____ RECORD SET

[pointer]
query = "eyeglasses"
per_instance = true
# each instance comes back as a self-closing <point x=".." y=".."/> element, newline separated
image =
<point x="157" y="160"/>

________

* **EXERCISE INSTRUCTIONS**
Output the lines of all the records above as a numbered list, skipping any blank lines.

* **COMPLETE OUTPUT**
1. [pointer]
2. query = "eyeglasses"
3. per_instance = true
4. # each instance comes back as a self-closing <point x=".." y=".."/> element, newline separated
5. image =
6. <point x="157" y="160"/>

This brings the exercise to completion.